_Given information:_
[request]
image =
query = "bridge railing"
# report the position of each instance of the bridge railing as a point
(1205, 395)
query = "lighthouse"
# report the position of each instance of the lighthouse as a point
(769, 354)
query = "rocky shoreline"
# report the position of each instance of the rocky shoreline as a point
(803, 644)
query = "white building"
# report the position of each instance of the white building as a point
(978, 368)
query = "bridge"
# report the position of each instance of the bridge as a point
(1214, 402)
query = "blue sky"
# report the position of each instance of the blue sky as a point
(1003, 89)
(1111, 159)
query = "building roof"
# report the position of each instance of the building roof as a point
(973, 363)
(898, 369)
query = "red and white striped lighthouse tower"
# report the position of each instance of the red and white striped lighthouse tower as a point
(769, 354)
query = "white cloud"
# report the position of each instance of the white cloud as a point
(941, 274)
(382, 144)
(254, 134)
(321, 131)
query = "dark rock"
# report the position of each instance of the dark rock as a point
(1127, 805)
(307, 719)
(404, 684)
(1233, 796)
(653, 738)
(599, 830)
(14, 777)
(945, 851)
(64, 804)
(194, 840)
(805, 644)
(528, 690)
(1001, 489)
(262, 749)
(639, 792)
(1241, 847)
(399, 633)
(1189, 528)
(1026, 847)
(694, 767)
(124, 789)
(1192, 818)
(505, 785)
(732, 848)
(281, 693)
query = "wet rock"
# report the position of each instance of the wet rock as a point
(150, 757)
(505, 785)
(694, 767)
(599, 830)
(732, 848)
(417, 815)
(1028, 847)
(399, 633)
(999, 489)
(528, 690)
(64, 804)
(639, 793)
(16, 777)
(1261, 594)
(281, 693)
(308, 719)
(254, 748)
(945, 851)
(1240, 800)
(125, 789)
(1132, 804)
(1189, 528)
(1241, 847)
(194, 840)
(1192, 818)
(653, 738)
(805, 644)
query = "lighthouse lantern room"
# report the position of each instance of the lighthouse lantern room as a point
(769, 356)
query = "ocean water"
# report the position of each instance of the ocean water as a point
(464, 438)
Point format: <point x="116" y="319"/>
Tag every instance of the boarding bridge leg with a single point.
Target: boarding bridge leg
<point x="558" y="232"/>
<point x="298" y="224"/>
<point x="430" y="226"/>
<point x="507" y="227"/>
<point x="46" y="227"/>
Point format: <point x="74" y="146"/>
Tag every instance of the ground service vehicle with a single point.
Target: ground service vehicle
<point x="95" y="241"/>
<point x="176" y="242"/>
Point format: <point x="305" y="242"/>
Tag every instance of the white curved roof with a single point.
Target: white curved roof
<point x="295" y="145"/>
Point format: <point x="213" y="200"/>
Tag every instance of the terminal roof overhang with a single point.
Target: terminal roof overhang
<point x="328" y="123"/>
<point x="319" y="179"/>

_Stated problem:_ Transcribe the data above in full, exactly.

_Full answer:_
[request]
image =
query = "bridge railing"
# report the position of each instance of the bridge railing as a point
(1205, 395)
query = "lighthouse"
# report the position of each instance of the lighthouse as a point
(769, 354)
query = "rocky shoreline"
# report the position of each instance of the rocky shoreline as a point
(803, 644)
query = "white building"
# report the position of each instance of the white building as a point
(978, 368)
query = "bridge"
# report the position of each instance of the bridge as a point
(1214, 402)
query = "blue sky"
# report the position of each instance of the blue sky as a point
(1003, 89)
(1111, 159)
query = "building roof"
# report the position of each instance of the building roof as a point
(973, 363)
(898, 369)
query = "red and white striped lighthouse tower"
# report the position of each instance of the red and white striped lighthouse tower as a point
(769, 354)
query = "white cloud"
# report the position of each instance of the white cloud as a point
(941, 274)
(382, 144)
(254, 134)
(321, 131)
query = "dark rock"
# report the position of each instance of the dark rock as a point
(1127, 805)
(307, 719)
(404, 684)
(1233, 796)
(653, 738)
(599, 830)
(14, 777)
(945, 851)
(64, 804)
(194, 840)
(805, 644)
(528, 690)
(1001, 489)
(262, 749)
(639, 792)
(1241, 847)
(399, 633)
(1189, 528)
(1026, 847)
(694, 767)
(124, 789)
(1192, 818)
(505, 785)
(732, 848)
(281, 693)
query = "wet rock"
# report the position of each instance of the wet rock as a point
(150, 757)
(505, 785)
(694, 767)
(599, 830)
(732, 848)
(417, 815)
(1028, 847)
(399, 633)
(999, 489)
(528, 690)
(64, 804)
(639, 793)
(16, 777)
(1261, 594)
(281, 693)
(308, 719)
(254, 748)
(945, 851)
(1240, 800)
(125, 789)
(1132, 804)
(1189, 528)
(1241, 847)
(194, 840)
(1192, 818)
(653, 738)
(805, 644)
query = "lighthouse lantern room"
# report the position of each instance of the lighthouse lantern room as a point
(769, 356)
query = "ocean water"
# report the position of each instance of the ocean water as a point
(464, 438)
Point format: <point x="116" y="319"/>
Tag every instance of the boarding bridge leg with a single point.
Target: boarding bridge leg
<point x="558" y="232"/>
<point x="298" y="224"/>
<point x="430" y="226"/>
<point x="507" y="227"/>
<point x="46" y="227"/>
Point format: <point x="74" y="146"/>
Tag every instance of the ground service vehicle with a single point.
Target: ground service vehicle
<point x="95" y="241"/>
<point x="176" y="242"/>
Point format: <point x="305" y="242"/>
Tag every instance of the white curved roof with a single point.
Target: white curved roof
<point x="295" y="145"/>
Point format: <point x="213" y="200"/>
Tag every instance of the terminal roof overhang with a single point.
Target: terminal roof overhang
<point x="328" y="123"/>
<point x="319" y="179"/>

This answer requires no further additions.